2. La realizzazione delle finalità di cui al presente articolo avviene mediante progetti personalizzati integrati con le azioni previste nei piani socio-sanitari regionali.
Art. 5.
(Innovazione e sperimentazione di servizi socio-educativi per la prima infanzia)
1. Le finalità dei progetti di cui all'articolo 3, comma 1, lettera b), possono essere perseguite, in particolare, attraverso:
a) servizi con caratteristiche educative,
ludiche, culturali e di aggregazione sociale per bambini da zero a tre anni,
che prevedano la presenza di genitori, familiari o adulti che quotidianamente
si occupano della loro cura, organizzati secondo criteri di flessibilità;
b) servizi con caratteristiche educative e ludiche per l'assistenza a
bambini da diciotto mesi a tre anni per un tempo giornaliero non superiore alle
cinque ore, privi di servizi di mensa e di riposo pomeridiano.
2. I servizi di cui al comma 1 non sono sostitutivi degli asili nido previsti dalla legge 6 dicembre 1971, n. 1044, e possono essere anche autorganizzati dalle famiglie, dalle associazioni e dai gruppi.
Art. 6.
(Servizi ricreativi ed educativi per il tempo libero)
1. Le finalità dei progetti di cui
all'articolo 3, comma 1, lettera c), possono essere
perseguite, in particolare, attraverso il sostegno e lo sviluppo di servizi
volti a promuovere e a valorizzare la partecipazione dei minori a livello
propositivo, decisionale e gestionale in esperienze aggregative, nonché
occasioni di riflessione su temi rilevanti per la convivenza civile e lo sviluppo
delle capacità di socializzazione e di inserimento nella scuola, nella vita aggregativa e familiare.
2. I servizi di cui al comma 1 sono realizzati attraverso operatori educativi
con specifica competenza professionale e possono essere previsti anche
nell'ambito dell'attuazione del regolamento recante la disciplina delle
iniziative complementari e delle attività integrative nelle istituzioni
scolastiche, emanato con decreto del Presidente della Repubblica 10 ottobre
1996, n. 567.
Art. 7.
(Azioni positive per la promozione dei diritti dell'infanzia e dell'adolescenza)

**SEZIONE DATI**
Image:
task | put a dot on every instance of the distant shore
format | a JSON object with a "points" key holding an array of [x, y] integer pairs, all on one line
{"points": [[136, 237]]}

**CONSEGNE**
1) Riscrivi in forma di elenco, più breve, il paragrafo del brano che comincia con "Le finalità dei progetti di cui all'articolo 3, comma 1, lettera b)". Mantieni i fatti principali.
2) Trascrivi fedelmente dal brano il passo che va da "2. I servizi di cui al comma 1 sono" a "1996, n. 567.".

**ESERCIZIO SVOLTO**
1)
Le finalità dei progetti dell'articolo 3, comma 1, lettera b), si perseguono in particolare con:
- servizi educativi, ludici, culturali e di aggregazione sociale per bambini da zero a tre anni, organizzati in modo flessibile e con la presenza di genitori, familiari o adulti che se ne occupano ogni giorno;
- servizi educativi e ludici per bambini da diciotto mesi a tre anni, per non più di cinque ore al giorno, senza mensa né riposo pomeridiano.

2)
2. I servizi di cui al comma 1 sono realizzati attraverso operatori educativi
con specifica competenza professionale e possono essere previsti anche
nell'ambito dell'attuazione del regolamento recante la disciplina delle
iniziative complementari e delle attività integrative nelle istituzioni
scolastiche, emanato con decreto del Presidente della Repubblica 10 ottobre
1996, n. 567.